Text to read —

Iraq's farcical election:
Iraqi elections due to take place on 30th January are vital
to the legitimacy of the American occupation. Not only are they
necessary in order to remain in compliance with UN Security Council
Resolution 1546, that provides the legal authority for US troops to
remain, but it is even more necessary to give some legitimacy to the
Iraqi government in the eyes of the Iraqi people. Currently the
institutions of the Interim government have no legitimacy. The elections
are for a National Assembly which will serve for a transitional period
of nine months, during which period it will write a new constitution.
Yet a question mark still
hangs over whether the elections will even take place. Only last week,
Defence Minister Hazem Al-Shaalan told reporters in Cairo that the
elections could still be delayed if Egypt was willing to mediate with
the Iraqi Sunnis in order to secure their participation. "We have asked
our Arab brothers, particularly in Egypt and the Gulf countries, to get
Iraqi Sunnis to participate in the elections, and if such participation
requires a delay to the election date, then it could be delayed" .
Indeed a boycott by Sunni parties, and voters, remains a very large
threat. there had been hopes that the (Sunni) Iraqi Islamic Party (IIP)
would take part, but they have just announced they will be joining the
This is a severe blow to
any threads of legitimacy that the government resulting from the
elections might have. US officials have floated the idea of an appointed
quota, which could conveniently be used to secure a place for Iraqi
Sunnis in the national assembly. But Tariq Al-Hashemi of the IIP told
Al-Jazeera: "The National Assembly will be without legitimacy and we
will reject the constitution that it draws up." The Shia followers of
Muqtada Al-Sadr are also boycotting the election, although there are
some claims that there are actually some 20 Sadrist candidates running.
Naturally other forces in
Iraq, primarily those who hope to benefit from the elections, are
downplaying the impact of the boycott. For example, Al-Maliki, a
candidate for the Unified Iraqi Alliance, backed by Ayatollah Ali Al-Sistani,
dismissed the claims that the Sunnis would be largely unrepresented.
"The Kurds are Sunnis, the Turcoman are Sunnis, and there are also Sunni
candidates still running for election," he said. "Those forces which
chose to boycott, like the IIP or the Association of Muslim Scholars, do
not represent all of the Sunnis in Iraq."

To be done —
[1] Reproduce word for word the part of the article on Iraq's election that begins at the words "would take part, but" and ends after "Sadrist candidates running.".
[2] Locate each line of the records containing the word "blurred" and copy those lines.

Point annotation entries for images:

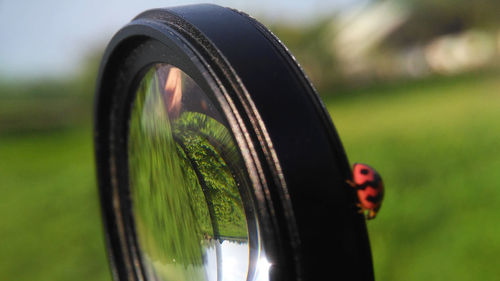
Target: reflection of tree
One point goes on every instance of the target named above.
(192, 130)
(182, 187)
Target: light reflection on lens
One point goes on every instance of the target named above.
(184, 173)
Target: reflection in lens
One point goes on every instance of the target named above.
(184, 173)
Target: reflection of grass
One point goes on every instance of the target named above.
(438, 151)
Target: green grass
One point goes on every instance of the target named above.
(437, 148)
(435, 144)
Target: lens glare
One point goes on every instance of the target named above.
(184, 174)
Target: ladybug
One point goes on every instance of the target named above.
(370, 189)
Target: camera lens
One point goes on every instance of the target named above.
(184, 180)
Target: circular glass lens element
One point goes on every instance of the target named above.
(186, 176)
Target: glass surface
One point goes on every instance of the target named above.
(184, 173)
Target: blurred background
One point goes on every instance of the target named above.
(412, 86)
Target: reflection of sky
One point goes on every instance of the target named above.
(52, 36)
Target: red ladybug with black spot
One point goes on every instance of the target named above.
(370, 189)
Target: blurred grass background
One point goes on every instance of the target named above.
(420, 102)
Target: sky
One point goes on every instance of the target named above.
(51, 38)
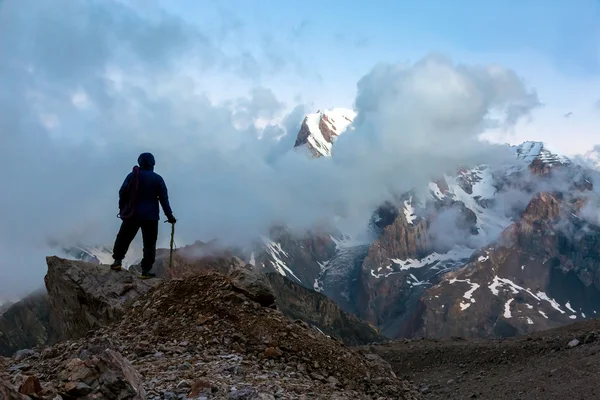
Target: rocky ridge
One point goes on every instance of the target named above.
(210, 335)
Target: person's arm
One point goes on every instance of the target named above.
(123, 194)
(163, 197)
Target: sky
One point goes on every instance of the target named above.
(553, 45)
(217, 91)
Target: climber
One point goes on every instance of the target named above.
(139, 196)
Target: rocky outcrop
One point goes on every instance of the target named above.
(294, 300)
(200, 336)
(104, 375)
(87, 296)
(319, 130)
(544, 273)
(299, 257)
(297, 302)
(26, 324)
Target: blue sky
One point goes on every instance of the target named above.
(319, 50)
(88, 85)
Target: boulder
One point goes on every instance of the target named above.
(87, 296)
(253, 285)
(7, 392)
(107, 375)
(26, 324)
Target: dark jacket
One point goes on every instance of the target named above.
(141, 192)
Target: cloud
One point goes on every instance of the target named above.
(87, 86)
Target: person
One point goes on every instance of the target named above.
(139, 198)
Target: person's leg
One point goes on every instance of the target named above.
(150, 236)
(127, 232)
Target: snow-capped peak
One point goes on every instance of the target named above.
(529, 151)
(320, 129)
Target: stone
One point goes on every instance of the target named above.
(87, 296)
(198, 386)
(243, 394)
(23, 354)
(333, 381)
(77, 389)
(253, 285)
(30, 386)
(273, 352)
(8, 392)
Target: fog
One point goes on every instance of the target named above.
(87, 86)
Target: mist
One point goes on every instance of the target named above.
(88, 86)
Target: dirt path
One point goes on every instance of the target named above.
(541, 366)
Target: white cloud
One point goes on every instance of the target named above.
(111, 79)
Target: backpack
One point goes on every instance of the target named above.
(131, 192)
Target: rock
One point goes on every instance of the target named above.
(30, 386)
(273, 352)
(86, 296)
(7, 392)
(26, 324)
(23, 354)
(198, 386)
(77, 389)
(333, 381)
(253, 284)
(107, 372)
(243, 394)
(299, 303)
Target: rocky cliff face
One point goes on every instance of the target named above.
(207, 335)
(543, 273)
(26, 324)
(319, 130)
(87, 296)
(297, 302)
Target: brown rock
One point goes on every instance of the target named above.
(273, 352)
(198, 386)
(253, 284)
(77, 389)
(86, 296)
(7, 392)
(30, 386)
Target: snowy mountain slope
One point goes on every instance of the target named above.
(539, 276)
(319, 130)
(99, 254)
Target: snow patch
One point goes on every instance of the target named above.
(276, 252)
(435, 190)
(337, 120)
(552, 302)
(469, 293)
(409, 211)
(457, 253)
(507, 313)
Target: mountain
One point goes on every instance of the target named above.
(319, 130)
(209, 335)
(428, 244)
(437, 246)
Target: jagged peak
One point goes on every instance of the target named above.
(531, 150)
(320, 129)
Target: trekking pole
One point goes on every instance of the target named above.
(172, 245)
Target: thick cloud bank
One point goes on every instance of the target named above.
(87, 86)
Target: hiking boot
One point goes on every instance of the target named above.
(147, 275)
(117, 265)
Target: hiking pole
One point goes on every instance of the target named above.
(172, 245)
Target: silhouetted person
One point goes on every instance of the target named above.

The answers —
[1]
would take part, but they have just announced they will be joining the
This is a severe blow to
any threads of legitimacy that the government resulting from the
elections might have. US officials have floated the idea of an appointed
quota, which could conveniently be used to secure a place for Iraqi
Sunnis in the national assembly. But Tariq Al-Hashemi of the IIP told
Al-Jazeera: "The National Assembly will be without legitimacy and we
will reject the constitution that it draws up." The Shia followers of
Muqtada Al-Sadr are also boycotting the election, although there are
some claims that there are actually some 20 Sadrist candidates running.

[2]
Target: blurred background
Target: blurred grass background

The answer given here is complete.